**WHAT YOU ARE ASKED TO DO:** Which lines of the records below contain the word "camera"? Show each one.

(Source records)
┌──

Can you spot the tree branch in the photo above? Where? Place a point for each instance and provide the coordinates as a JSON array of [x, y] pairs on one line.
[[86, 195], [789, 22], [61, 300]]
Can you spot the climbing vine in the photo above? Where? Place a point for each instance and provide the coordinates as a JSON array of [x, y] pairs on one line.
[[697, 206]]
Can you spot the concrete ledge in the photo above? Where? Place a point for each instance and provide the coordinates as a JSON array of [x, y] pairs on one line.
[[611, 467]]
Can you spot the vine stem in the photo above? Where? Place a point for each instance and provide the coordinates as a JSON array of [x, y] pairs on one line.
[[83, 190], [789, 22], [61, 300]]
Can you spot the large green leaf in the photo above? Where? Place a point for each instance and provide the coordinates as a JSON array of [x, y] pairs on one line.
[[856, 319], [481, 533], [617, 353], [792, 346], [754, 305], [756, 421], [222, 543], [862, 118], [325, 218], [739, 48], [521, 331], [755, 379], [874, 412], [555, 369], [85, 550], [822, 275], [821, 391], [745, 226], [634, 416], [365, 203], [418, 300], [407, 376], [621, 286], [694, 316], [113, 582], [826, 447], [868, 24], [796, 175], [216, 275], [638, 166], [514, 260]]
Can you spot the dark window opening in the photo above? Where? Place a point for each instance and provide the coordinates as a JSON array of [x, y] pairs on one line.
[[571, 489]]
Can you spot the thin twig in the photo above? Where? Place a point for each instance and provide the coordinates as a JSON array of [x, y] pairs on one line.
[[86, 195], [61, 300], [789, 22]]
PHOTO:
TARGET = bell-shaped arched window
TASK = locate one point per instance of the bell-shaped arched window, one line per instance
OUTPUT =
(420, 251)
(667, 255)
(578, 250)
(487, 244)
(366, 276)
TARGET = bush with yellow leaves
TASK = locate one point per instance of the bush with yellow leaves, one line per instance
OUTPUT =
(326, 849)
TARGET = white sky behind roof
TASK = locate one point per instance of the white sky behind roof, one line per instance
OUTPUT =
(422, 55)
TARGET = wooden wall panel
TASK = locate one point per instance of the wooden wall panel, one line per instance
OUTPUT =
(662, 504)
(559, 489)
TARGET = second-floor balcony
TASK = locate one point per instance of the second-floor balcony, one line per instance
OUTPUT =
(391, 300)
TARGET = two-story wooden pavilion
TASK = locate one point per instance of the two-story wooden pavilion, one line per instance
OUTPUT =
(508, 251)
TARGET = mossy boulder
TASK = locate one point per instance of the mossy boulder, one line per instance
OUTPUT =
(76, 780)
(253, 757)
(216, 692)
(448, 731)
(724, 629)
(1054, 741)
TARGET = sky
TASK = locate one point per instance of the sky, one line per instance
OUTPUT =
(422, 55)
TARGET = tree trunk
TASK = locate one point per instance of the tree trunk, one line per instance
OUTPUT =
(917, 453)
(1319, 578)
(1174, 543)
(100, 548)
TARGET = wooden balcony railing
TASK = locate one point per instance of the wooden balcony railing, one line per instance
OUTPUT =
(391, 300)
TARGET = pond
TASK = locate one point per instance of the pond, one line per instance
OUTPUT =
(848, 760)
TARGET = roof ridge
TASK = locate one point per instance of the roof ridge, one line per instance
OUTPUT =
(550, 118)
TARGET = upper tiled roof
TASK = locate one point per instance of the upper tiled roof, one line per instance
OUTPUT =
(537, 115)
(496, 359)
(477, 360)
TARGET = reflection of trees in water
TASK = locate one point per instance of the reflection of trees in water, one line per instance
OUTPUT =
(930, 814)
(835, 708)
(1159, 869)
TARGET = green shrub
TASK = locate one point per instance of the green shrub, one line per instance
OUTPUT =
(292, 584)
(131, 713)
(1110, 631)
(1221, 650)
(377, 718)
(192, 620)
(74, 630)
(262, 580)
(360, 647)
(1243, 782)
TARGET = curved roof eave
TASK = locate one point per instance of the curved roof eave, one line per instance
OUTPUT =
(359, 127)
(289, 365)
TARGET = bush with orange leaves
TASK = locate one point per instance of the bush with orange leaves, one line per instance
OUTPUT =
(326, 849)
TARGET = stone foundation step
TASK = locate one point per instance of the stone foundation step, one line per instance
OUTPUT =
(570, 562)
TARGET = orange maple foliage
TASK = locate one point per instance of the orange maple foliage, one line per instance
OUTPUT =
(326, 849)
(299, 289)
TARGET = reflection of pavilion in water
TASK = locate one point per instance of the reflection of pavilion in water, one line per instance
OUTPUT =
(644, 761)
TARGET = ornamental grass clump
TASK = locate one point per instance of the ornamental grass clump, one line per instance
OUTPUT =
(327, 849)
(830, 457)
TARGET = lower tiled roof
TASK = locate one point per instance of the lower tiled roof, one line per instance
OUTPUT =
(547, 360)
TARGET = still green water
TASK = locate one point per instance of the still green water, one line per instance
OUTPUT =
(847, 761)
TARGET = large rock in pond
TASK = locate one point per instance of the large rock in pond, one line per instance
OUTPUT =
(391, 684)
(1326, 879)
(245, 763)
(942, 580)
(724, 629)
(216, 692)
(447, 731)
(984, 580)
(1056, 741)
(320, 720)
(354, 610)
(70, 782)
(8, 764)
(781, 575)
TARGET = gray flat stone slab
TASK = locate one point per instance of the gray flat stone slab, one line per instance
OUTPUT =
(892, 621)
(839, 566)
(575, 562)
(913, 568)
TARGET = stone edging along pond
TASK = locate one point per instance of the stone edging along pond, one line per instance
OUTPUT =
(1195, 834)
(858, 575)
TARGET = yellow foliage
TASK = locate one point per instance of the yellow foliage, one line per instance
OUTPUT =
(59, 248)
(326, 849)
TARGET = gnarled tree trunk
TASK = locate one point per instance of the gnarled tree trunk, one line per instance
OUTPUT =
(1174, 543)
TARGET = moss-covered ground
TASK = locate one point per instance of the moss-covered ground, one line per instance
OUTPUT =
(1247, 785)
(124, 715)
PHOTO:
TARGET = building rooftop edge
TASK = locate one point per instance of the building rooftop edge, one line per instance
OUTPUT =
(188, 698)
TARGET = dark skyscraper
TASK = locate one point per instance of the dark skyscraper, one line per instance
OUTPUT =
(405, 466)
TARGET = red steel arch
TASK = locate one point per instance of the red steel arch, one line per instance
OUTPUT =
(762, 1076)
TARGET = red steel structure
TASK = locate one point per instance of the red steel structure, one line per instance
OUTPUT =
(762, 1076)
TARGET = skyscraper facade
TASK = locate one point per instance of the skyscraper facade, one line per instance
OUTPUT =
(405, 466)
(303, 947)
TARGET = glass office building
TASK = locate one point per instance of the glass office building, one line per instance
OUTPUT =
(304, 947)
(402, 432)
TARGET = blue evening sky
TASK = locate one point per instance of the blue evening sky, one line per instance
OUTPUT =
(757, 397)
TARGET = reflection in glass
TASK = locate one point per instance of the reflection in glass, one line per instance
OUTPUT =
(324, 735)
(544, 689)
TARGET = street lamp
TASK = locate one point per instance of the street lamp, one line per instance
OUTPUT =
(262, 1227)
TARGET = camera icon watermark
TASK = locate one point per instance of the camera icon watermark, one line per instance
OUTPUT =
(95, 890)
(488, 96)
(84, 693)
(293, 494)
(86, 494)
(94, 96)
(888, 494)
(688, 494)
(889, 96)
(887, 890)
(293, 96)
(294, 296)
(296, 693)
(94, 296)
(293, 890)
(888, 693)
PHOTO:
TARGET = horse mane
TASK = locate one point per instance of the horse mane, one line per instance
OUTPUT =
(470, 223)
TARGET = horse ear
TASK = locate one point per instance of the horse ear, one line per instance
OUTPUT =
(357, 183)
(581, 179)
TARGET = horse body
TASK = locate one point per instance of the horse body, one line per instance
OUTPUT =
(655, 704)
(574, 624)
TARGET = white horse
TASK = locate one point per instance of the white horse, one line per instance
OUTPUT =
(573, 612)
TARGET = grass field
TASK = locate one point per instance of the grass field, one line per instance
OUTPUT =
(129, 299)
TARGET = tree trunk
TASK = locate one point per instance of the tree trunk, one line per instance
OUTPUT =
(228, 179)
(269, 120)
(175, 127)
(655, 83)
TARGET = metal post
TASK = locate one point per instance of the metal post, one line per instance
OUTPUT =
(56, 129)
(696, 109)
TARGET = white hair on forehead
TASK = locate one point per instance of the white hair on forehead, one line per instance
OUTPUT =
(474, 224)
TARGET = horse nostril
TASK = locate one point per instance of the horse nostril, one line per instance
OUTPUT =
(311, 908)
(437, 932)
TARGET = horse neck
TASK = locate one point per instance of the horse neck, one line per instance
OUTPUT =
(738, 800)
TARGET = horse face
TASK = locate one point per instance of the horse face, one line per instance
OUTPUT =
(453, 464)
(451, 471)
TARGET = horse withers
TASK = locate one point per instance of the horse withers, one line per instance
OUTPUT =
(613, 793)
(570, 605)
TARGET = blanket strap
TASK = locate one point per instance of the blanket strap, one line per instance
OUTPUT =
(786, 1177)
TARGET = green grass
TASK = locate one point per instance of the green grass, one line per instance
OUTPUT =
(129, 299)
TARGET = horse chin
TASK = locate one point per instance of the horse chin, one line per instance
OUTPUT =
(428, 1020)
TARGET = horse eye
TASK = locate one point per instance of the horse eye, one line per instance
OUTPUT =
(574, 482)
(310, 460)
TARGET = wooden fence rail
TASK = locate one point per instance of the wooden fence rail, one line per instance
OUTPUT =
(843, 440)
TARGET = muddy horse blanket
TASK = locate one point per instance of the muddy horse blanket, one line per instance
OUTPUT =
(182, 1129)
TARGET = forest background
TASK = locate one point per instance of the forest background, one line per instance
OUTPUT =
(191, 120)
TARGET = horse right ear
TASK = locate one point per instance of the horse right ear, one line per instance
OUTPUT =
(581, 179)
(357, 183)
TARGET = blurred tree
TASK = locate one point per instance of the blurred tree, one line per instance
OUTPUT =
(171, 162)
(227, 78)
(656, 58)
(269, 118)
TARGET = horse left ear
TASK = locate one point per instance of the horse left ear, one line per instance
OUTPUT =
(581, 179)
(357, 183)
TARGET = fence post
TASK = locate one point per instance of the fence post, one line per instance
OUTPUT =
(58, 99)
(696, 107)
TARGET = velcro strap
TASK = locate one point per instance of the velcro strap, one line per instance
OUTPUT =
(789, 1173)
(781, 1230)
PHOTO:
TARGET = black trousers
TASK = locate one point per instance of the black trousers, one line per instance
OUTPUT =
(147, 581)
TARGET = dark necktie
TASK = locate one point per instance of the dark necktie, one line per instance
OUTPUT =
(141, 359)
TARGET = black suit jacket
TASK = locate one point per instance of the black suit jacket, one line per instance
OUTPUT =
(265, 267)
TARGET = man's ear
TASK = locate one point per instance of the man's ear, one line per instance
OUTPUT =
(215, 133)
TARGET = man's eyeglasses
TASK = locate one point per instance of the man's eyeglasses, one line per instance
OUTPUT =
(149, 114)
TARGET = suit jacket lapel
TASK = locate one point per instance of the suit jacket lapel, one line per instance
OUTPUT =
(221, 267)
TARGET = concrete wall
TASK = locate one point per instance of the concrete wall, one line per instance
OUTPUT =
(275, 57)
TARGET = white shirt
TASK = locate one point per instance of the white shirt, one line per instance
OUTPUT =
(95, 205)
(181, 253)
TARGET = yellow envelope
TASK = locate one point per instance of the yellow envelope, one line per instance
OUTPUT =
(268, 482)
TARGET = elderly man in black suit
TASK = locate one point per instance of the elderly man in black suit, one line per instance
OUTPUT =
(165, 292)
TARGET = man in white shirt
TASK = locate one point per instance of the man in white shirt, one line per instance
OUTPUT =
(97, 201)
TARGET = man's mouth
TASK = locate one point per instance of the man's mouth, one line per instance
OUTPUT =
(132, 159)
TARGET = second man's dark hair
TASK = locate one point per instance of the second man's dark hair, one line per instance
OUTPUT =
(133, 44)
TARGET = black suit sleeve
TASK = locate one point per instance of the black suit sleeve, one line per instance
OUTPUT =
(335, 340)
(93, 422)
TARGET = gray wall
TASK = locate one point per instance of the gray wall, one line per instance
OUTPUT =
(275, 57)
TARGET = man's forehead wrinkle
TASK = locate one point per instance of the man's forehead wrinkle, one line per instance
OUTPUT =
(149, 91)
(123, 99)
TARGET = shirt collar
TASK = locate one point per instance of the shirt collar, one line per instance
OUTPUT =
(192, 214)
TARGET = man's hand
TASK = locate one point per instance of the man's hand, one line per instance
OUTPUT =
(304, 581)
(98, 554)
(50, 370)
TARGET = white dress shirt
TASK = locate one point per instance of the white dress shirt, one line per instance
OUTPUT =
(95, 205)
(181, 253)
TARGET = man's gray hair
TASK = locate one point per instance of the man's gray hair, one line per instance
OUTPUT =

└──

**EXERCISE OUTPUT:**
TARGET = camera icon watermark
TASK = locate one point per instance of the camera icon watermark, one line per instance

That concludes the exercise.